> HOW TO COMPLETE THIS TASK: Filter the entries below down to the lines that hold "pink".

> PROVIDED MATERIAL:

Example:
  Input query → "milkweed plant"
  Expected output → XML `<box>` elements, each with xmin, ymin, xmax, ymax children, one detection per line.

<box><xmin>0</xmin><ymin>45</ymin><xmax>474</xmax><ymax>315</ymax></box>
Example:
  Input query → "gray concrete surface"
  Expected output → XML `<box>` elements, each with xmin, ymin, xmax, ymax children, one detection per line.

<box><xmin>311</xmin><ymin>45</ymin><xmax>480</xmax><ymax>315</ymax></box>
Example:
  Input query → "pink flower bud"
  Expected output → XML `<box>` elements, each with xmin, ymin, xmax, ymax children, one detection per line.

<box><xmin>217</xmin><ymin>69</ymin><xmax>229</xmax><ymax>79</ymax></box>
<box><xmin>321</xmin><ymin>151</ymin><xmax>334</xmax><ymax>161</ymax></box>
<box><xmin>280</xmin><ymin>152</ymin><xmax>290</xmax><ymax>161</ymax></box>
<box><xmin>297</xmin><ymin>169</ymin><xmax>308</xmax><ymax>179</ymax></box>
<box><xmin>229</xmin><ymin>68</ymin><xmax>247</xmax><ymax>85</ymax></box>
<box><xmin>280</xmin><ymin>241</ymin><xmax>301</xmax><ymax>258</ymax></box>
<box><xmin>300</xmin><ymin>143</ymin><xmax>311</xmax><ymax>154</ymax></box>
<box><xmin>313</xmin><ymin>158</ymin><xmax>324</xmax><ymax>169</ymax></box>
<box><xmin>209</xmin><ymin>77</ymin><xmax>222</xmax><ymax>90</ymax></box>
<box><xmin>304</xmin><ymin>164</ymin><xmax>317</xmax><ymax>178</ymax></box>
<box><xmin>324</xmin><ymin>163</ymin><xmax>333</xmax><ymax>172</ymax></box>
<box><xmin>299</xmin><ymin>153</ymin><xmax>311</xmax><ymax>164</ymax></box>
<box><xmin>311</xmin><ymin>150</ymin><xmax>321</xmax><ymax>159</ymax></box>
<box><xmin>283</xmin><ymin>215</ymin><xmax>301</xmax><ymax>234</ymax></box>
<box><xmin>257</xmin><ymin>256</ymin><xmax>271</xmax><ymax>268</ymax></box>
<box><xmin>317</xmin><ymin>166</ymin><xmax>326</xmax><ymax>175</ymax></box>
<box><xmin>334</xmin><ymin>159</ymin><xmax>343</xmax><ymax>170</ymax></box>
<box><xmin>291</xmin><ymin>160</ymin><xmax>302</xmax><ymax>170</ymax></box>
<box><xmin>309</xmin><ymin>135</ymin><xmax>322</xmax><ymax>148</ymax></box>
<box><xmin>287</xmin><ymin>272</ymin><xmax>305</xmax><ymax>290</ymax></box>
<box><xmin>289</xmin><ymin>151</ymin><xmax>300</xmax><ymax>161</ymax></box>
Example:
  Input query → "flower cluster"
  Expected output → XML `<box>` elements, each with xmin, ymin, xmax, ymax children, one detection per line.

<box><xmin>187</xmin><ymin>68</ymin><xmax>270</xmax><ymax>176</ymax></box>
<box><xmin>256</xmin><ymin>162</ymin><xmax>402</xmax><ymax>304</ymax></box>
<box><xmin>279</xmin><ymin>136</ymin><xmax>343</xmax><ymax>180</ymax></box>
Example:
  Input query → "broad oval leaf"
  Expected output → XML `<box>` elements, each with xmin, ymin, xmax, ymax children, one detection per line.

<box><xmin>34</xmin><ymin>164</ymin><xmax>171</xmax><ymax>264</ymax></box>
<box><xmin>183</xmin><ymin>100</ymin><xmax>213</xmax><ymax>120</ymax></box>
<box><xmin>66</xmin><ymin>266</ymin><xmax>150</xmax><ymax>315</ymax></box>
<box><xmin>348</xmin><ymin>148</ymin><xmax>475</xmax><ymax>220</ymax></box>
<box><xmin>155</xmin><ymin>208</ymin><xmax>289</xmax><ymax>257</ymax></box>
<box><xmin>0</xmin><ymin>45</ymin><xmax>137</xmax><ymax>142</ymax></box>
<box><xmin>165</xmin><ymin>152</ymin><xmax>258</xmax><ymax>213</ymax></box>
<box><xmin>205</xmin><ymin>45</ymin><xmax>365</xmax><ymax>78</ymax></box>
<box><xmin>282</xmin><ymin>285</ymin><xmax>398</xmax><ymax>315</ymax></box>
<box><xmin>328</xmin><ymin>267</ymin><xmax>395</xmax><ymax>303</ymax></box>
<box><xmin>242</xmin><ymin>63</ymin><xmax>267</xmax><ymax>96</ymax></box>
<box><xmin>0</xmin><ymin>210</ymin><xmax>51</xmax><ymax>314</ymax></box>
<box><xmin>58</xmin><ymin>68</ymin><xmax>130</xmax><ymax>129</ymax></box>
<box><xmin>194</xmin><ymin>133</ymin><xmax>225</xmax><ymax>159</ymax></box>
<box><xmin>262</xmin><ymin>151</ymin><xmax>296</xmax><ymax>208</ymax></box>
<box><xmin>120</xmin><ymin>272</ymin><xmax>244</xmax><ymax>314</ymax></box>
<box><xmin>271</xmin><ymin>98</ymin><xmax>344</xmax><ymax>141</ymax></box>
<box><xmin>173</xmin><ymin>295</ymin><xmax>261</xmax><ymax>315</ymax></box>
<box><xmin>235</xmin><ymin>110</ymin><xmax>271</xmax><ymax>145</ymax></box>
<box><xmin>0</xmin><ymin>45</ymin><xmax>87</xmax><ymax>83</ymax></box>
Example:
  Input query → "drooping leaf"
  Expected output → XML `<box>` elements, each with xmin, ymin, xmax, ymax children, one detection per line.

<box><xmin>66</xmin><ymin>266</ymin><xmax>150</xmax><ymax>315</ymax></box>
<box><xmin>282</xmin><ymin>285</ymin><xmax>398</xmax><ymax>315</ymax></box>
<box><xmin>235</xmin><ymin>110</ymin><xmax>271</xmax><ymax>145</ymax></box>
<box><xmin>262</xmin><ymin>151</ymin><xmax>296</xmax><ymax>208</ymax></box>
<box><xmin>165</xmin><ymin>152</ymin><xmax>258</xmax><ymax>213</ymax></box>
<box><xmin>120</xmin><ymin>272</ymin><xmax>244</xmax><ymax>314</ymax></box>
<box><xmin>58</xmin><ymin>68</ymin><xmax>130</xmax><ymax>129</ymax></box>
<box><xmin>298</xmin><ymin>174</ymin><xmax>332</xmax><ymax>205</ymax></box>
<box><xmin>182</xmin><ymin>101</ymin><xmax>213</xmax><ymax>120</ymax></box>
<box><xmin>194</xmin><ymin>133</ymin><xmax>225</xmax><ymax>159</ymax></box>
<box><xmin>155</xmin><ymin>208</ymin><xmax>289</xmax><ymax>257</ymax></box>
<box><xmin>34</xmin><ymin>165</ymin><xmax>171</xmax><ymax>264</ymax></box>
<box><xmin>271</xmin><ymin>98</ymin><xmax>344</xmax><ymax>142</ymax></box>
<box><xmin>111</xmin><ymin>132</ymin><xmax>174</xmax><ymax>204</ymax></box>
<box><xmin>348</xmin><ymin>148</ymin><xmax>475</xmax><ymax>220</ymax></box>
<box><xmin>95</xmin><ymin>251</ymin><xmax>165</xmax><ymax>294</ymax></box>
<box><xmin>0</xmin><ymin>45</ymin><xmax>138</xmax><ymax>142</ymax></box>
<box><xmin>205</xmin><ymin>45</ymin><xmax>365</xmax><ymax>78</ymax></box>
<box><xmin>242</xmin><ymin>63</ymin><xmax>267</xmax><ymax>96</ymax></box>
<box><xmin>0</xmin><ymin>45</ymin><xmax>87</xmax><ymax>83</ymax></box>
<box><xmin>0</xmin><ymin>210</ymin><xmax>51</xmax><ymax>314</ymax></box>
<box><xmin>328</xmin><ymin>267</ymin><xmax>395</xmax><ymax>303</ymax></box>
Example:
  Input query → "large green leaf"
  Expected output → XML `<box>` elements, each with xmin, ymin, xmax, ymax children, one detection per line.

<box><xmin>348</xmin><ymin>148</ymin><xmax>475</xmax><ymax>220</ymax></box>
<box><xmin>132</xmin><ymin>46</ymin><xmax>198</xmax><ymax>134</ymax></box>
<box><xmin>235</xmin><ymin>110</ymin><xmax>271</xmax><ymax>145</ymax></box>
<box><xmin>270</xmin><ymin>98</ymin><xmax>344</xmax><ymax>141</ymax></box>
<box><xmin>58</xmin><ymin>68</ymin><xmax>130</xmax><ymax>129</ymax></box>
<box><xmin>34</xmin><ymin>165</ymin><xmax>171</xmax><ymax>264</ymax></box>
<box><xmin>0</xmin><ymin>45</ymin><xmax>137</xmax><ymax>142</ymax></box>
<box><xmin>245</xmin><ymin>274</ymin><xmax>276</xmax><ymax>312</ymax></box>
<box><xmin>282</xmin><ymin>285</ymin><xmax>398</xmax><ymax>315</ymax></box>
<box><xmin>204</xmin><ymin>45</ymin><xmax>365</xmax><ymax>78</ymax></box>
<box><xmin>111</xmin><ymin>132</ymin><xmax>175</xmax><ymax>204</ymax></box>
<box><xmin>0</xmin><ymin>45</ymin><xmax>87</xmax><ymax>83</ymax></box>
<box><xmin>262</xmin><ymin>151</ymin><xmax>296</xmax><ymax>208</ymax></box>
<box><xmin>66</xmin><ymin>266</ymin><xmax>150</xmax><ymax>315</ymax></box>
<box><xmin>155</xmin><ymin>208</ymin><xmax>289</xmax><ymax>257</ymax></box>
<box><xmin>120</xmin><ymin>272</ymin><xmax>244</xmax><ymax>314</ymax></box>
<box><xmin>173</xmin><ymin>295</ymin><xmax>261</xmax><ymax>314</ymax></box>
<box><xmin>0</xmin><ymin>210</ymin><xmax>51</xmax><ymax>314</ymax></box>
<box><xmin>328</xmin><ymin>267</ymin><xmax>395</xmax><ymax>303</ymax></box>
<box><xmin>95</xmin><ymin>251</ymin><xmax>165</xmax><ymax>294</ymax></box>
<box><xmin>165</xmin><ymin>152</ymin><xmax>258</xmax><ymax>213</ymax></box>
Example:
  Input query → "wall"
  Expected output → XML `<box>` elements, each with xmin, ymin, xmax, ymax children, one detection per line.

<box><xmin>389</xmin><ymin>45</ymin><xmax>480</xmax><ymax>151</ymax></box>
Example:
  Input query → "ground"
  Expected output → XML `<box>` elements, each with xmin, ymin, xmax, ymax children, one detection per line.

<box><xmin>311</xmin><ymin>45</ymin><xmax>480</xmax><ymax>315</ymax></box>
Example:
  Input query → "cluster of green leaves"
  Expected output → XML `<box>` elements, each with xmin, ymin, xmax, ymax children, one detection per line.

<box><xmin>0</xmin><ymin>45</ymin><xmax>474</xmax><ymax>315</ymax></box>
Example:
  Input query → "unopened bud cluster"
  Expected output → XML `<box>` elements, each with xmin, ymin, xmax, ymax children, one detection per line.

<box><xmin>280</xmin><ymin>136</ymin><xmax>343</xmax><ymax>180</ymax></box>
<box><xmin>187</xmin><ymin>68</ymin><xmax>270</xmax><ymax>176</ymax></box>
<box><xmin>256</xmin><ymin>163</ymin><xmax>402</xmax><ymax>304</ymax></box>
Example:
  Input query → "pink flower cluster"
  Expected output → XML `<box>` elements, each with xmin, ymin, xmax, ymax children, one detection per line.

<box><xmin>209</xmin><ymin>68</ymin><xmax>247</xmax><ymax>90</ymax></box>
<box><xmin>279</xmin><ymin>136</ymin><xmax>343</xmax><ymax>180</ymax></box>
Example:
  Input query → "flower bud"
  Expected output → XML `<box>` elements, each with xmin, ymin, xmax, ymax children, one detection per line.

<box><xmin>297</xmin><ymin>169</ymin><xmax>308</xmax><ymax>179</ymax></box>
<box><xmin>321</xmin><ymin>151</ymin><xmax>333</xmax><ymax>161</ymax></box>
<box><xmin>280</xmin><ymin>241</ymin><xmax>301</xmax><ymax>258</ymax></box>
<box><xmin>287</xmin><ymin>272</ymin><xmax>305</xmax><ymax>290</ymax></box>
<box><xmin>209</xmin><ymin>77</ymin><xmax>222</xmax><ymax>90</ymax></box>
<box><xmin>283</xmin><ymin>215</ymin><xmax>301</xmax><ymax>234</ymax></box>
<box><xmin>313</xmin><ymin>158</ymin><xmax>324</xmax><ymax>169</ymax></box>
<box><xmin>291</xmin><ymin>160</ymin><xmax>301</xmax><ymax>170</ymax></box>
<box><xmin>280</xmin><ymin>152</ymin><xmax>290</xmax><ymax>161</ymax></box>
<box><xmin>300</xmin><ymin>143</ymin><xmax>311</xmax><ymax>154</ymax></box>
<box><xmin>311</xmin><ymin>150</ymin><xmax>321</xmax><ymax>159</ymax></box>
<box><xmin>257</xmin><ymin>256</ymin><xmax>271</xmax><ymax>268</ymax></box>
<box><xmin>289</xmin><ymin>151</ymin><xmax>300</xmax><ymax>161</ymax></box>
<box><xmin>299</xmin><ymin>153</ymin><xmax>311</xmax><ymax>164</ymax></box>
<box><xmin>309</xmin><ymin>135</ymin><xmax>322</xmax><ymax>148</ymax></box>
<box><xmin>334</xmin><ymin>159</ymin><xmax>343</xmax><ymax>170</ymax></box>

> WRITTEN ANSWER:
  Input query → "pink flower bud"
  Input query → "pink flower cluster"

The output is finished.